**** Source text

Earlier this morning my office mate shared a story with the rest of us. He told us of a friend, of modest means, who asked his very well-off friend a question. Modest means asked how a person could justify spending $2 million dollars for a home, as very well-off friend had done. Very well-off replied that the millions he spent on his house were less than 1% of his annual income, and how could modest means justify spending 20-30% of his entire income on housing?
(For a bit of context, we were discussing the merits of purchasing a Wii. All of us in the office are of very modest means. We also all work in the internet industry, and thus are — from time to time — intrigued by video game technology. I gamed on a Wii for the first time just two weeks ago, and must say it’s quite fun.)
The above example, of course, is not really an apples to apples comparison. The idea of two million dollars to me is, well, unfathomable. I won’t even pretend to understand the budget of a person whose two million is a measly 1% of his annual income. Those of us around the M-DAT office would be living in cardboard boxes if we only spent 1% on housing, as would most Americans. Bear in mind I’m coming from a very run-of-the-mill perspective here, living in a small community where housing prices are generally considered “affordable.” I’m not in certain real estate markets, where a cool two mil might get you a two bedroom flat.
And thus it’s very, very difficult for me to comprehend how I might spend even one million bucks on a house. Of course, unlike many American dreamers, I have a staunch aversion to McMansions — to all things oversized, overstuffed or generally inconsiderate of practical spatial considerations. I don’t need three-gazillion square feet; nay, I don’t even want three-gazillion square feet. I don’t say this to knock people who want to recreate the open prairie in their master bedroom closets; it’s just my personal preference. I’ve said before that there’s nothing intrinsically wrong with a large house (speaking outside of cultural, social and sustainable concerns).
In many things I’m not a very detail-oriented person, much to the chagrin of most employment classifieds. However, when it comes to architecture (and most things visual), I’m extraordinarily particular when I can be. Thus, if I built my own million-dollar home, for me to give attention to an exponential myriad of details — resulting in a significant cost increase — is feasible. Construction methods, materials, moldings, sustainability and so on.

********
**** Entries shown

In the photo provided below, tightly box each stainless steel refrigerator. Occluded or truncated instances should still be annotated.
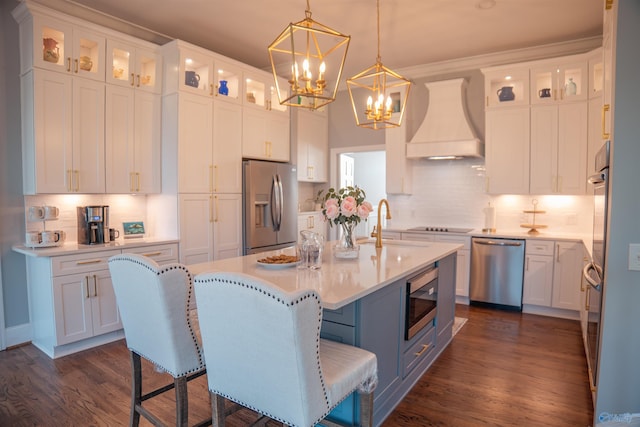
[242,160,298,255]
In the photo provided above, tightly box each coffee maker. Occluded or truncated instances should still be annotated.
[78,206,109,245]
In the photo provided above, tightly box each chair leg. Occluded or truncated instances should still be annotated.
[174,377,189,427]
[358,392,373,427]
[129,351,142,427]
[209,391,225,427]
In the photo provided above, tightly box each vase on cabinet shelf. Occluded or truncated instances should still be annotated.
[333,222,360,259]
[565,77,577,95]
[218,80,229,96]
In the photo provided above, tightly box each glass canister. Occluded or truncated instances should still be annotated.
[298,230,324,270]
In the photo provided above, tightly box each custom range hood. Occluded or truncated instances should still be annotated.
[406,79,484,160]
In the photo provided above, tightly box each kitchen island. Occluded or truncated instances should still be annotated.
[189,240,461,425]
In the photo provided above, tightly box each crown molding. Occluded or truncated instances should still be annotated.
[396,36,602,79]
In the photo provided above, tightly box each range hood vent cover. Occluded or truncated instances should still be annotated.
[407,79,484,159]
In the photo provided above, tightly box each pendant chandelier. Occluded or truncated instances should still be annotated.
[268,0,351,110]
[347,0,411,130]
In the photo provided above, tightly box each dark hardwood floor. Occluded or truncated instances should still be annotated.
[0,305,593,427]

********

* Requirement A *
In the housing essay, what share of his annual income did the very well-off friend say the millions spent on his house came to?
* Requirement B *
Reproduce the stretch of the housing essay from "(For a bit of" through "it’s quite fun.)".

* Answer box A *
Less than 1% of his annual income.

* Answer box B *
(For a bit of context, we were discussing the merits of purchasing a Wii. All of us in the office are of very modest means. We also all work in the internet industry, and thus are — from time to time — intrigued by video game technology. I gamed on a Wii for the first time just two weeks ago, and must say it’s quite fun.)